Exercise aim: Quote the whole listing exactly. Leave the pictures out of your copy.

====

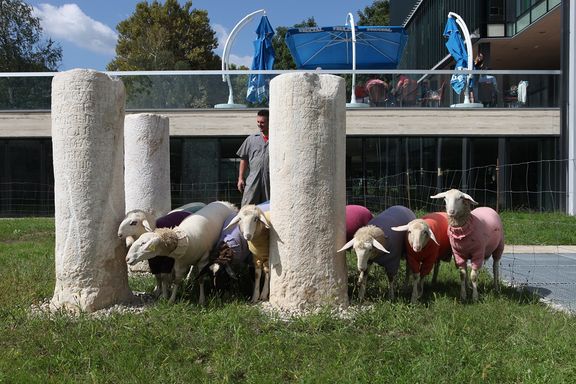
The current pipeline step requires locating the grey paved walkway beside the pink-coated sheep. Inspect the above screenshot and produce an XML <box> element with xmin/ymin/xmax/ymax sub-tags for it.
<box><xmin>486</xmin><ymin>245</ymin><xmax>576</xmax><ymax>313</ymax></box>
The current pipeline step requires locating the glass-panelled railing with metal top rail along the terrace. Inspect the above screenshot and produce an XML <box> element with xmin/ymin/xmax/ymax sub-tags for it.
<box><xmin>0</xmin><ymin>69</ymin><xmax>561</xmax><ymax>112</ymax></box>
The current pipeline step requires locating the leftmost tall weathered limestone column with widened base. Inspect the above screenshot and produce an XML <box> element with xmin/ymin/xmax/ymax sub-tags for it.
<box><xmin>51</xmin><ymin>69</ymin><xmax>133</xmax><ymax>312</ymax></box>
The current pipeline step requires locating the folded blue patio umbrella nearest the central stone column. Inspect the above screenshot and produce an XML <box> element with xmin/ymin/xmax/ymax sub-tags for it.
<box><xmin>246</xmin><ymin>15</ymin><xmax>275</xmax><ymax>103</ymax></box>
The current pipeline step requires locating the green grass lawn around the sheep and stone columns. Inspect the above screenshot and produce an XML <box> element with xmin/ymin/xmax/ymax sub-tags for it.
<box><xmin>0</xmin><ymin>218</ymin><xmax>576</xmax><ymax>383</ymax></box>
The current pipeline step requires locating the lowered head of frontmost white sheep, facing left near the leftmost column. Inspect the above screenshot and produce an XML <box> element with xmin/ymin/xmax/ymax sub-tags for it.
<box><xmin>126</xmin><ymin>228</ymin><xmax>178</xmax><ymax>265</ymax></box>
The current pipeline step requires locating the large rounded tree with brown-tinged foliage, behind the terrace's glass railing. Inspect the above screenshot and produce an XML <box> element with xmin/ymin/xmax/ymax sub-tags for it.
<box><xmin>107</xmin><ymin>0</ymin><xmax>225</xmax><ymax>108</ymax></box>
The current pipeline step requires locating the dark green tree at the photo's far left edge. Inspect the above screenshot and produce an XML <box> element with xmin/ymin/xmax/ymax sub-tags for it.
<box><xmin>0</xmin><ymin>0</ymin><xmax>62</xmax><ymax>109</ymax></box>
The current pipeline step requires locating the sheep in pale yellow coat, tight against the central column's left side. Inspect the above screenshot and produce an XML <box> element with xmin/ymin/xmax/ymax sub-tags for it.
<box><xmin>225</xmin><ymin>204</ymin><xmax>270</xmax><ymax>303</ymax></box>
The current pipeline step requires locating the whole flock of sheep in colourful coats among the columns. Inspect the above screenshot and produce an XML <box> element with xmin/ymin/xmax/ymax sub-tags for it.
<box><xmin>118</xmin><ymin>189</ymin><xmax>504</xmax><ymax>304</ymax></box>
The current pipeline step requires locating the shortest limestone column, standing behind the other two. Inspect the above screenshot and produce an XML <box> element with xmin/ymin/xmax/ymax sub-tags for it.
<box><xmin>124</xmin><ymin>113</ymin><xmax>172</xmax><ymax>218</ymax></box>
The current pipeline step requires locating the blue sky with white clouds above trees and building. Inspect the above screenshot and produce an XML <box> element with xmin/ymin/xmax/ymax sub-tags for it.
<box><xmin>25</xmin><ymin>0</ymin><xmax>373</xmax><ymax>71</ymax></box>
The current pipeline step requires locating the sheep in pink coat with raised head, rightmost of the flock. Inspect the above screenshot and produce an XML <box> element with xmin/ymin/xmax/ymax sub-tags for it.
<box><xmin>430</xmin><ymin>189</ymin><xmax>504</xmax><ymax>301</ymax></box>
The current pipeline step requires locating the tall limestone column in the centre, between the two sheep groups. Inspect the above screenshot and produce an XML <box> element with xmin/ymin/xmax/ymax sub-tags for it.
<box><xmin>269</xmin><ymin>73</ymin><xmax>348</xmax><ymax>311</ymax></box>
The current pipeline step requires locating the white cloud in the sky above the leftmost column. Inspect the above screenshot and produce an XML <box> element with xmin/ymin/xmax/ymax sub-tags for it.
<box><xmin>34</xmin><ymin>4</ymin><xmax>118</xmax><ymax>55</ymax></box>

====

Result of the task:
The current pipeline step requires locating the grey paved walkway beside the pink-coated sheep. Inspect the above screenshot and produce an XML <box> element with xmin/ymin/xmax/ymax sub-tags for it.
<box><xmin>486</xmin><ymin>245</ymin><xmax>576</xmax><ymax>313</ymax></box>
The current pipeline step requires locating the glass-panelled railing with metal top rail along the terrace. Inspect the above screenshot and produce an XML <box> element with xmin/ymin/xmax/ymax sub-tags for it.
<box><xmin>0</xmin><ymin>69</ymin><xmax>561</xmax><ymax>112</ymax></box>
The current pipeline step requires locating the leftmost tall weathered limestone column with widened base. Inspect the above screenshot and produce an XML <box> element with xmin/ymin/xmax/ymax sub-tags for it.
<box><xmin>51</xmin><ymin>69</ymin><xmax>133</xmax><ymax>312</ymax></box>
The current pipeline step requires locating the folded blue patio umbrella nearest the central stone column. Inspect the above screenshot and produce an XML <box> element with xmin/ymin/xmax/ymax sub-tags for it.
<box><xmin>246</xmin><ymin>15</ymin><xmax>275</xmax><ymax>103</ymax></box>
The current pipeline step requires locating the green grass lawn around the sheep and stone columns. Inspect the above screenshot and produce an XML <box> element with xmin/ymin/xmax/ymax sub-tags for it.
<box><xmin>0</xmin><ymin>218</ymin><xmax>576</xmax><ymax>383</ymax></box>
The current pipeline step requires locating the lowered head of frontmost white sheep, facing left near the leftmost column. Inspect the above screenshot and produce an XML <box> element with xmin/ymin/xmax/ymax sub-tags for it.
<box><xmin>126</xmin><ymin>228</ymin><xmax>178</xmax><ymax>265</ymax></box>
The current pipeline step requires locating the large rounded tree with brown-tinged foliage, behind the terrace's glass railing. Inspect the above screenshot and produce an XML <box> element with xmin/ymin/xmax/ymax sub-tags for it.
<box><xmin>107</xmin><ymin>0</ymin><xmax>225</xmax><ymax>108</ymax></box>
The current pipeline step requires locating the dark green tree at the photo's far left edge. Inspect the above screenshot and produce an XML <box> element with xmin/ymin/xmax/ymax sub-tags for it.
<box><xmin>0</xmin><ymin>0</ymin><xmax>62</xmax><ymax>109</ymax></box>
The current pipeline step requires locating the sheep in pale yellow coat, tight against the central column's left side. Inspect the above screenshot and produce an XML <box> element with xmin/ymin/xmax/ymax sub-tags for it.
<box><xmin>225</xmin><ymin>204</ymin><xmax>270</xmax><ymax>303</ymax></box>
The current pipeline step requires locating the whole flock of sheep in colourful coats among the columns. Inspect the above screenshot and produce an XML <box> element with xmin/ymin/xmax/ymax sub-tags for it.
<box><xmin>118</xmin><ymin>189</ymin><xmax>504</xmax><ymax>304</ymax></box>
The current pipeline step requires locating the shortest limestone column, standing behind the other two. Inspect the above screenshot and produce an XML <box> element with xmin/ymin/xmax/ymax sub-tags for it.
<box><xmin>124</xmin><ymin>113</ymin><xmax>172</xmax><ymax>218</ymax></box>
The current pipeline step requires locating the blue sky with white clouds above trees and building. Inspect the above screenshot and produce an XML <box> element with xmin/ymin/xmax/ymax sub-tags for it.
<box><xmin>25</xmin><ymin>0</ymin><xmax>373</xmax><ymax>71</ymax></box>
The current pipeline step requires locating the sheep in pink coat with raised head, rightmost of the flock. Inspect the above screenshot and produce an XML <box> element with xmin/ymin/xmax/ymax sub-tags for it.
<box><xmin>430</xmin><ymin>189</ymin><xmax>504</xmax><ymax>301</ymax></box>
The current pipeline step requires locating the tall limestone column in the centre, between the two sheep groups. Inspect the above screenshot and produce an XML <box> element with xmin/ymin/xmax/ymax sub-tags for it.
<box><xmin>269</xmin><ymin>73</ymin><xmax>348</xmax><ymax>311</ymax></box>
The current pipeline step requires locating the white cloud in the sky above the leftmost column. Inspect the above screenshot and produce an XML <box> element with xmin/ymin/xmax/ymax sub-tags for it.
<box><xmin>34</xmin><ymin>4</ymin><xmax>118</xmax><ymax>55</ymax></box>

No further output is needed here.